§ Aim of the task: Please write out the listing below again in its exact form.

§ Data for review:

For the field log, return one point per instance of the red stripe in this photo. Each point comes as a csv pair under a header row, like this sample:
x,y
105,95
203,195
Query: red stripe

§ Result:
For the field log, return one point per instance of the red stripe in this photo. Each point comes as a csv pair under a header row, like this sample:
x,y
105,95
203,195
Query: red stripe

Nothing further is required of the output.